-- Task objective --
Extend the guide to coordinating conjunctions below, starting right after its first numbered note.

-- Excerpt provided --
· · · ·

Using Coordinating Conjunctions (FANBOYS): Rules & Exercises


There are seven coordinating conjunctions in English. These words are

  • F = for
  • A = and
  • N = nor
  • B = but
  • O = or
  • Y = yet
  • S = so

Coordinating conjunctions are also called FANBOYS because the first letter of each word can spell FANBOYS.

Joining Independent Clauses

One purpose of a coordinating conjunction is to join two independent clauses (simple sentences). For example:

{ simple sentence } . { simple sentence } .

I am hungry. I do not have any food.

With a coordinating conjunction:

{ simple sentence } , [FANBOYS]  { simple sentence } .

I am hungry, but I do not have any food.

When you combine two independent clauses with a coordinating conjunction, you create a compound sentence. Often, using compound sentence is better because it helps the reader understand how the two ideas relate to each other. Because you have added “but”, it shows that the ideas in each clause contrast.

Joining Nouns (Phrases)

Some coordinating conjunctions can also join noun phrases. (A noun phrase is a word like “pizza” or “delicious pizza”). For example,

  • She likes basketball and soccer. (two nouns joined by and)
  • You can have soup or salad.
  • She cannot dance nor sing.
  • She looked beautiful yet worried.

Notes

  • When joining phrases, do not put a comma before the coordinating conjunction.
  • The coordinating conjunctions so and for cannot join phrases.

Coordinating Conjunction Functions

Here is a table that shows the functions of each coordinating conjunction:

for: used to show cause & effect (similar to ‘because’)

  • She was tired, for she did not sleep well last night.

and: used to join two related ideas (the ideas do not contrast)

  • I went to the store, and I bought a banana. 

nor: used with two negative ideas. (Note: nor is often used with neither. Also, with nor, the subject (my sister) and auxiliary verb (did) are reversed)

  • I did not like the movie nor did my sister.

but: used to show contrast between two ideas (one idea is often positive, but the other is negative)

  • I went to the store, but it was closed.

or: used to join two different choices

  • You can take the bus, or you can walk with me.

yet: used for contrast (the same as but)

  • The movie was boring, yet I watched all of it.

so: used for cause & effect (similar to for but the order of ideas is the opposite)

  • She did not sleep last night, so she was tired.
These faces show contrast.

The man is happy, but then he is sad. (This image shows contrast.)

Notes about Coordinating Conjunctions

1. The most common FANBOYS are and, but, or, so. The conjunction for is old-fashioned and rarely used.

· · · ·

-- Source excerpt --
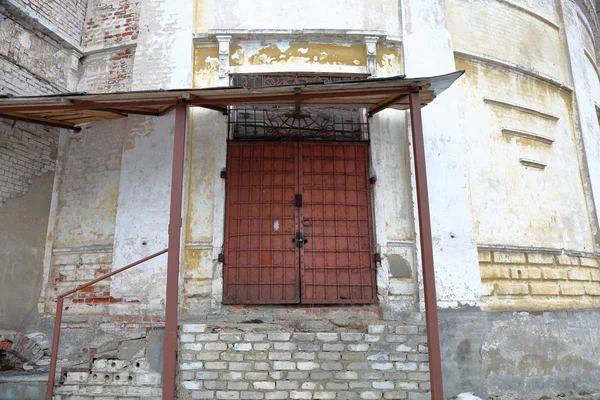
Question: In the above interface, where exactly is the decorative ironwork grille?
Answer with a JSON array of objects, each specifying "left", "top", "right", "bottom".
[{"left": 229, "top": 74, "right": 369, "bottom": 141}]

· · · ·

-- Exercise response --
2. In academic and professional writing, FANBOYS are generally not used to start sentences. Instead, they are used to join two independent clauses to make a compound sentence. However, in informal writing and speaking, FANBOYS are often used to start sentences.

3. If you are joining two independent clauses, then some teachers believe it is best to put a comma before the coordinating conjunction. If you are joining two phrases (i.e. nouns), then a comma is not required. Compare:

  • {I opened the front door}, and {the dog quickly ran outside.} (with a comma)

Both {independent sentences} are complete thoughts that can be written as simple sentences. If you want to combine them, some teachers believe that you should put a comma before the FANBOYS.

  • {I bought pizza} and {a hotdog}. (noun)

The second phrase, “a hot dog” is not an independent clause (there is no subject or verb). Therefore, you should not put a comma before “and”.

  • {She looked in her bag} but {didn’t find her pen}.

Again, the second part {but didn’t find her pen} is not a complete thought (the subject is missing). Therefore, do not put a comma before ‘but’.

 

Do you think you understand? Insert the correct coordinating conjunction below.

Exercises: Coordinating conjunctions

  1. It was raining, we still had fun.
  2. I could not go into the store, it was closed.
  3. She was quite sleepy, she continued to study.
  4. Tina didn’t want to exercise, did she want to study.
  5. The children saw lions tigers at the zoo.
  6. Tomorrow it might be cloudy, it might be sunny.
  7. It was cold outside, we stayed inside.
  8. They visited the museum went to a restaurant afterwards.

  

Questions? Find a mistake? Please leave a comment below.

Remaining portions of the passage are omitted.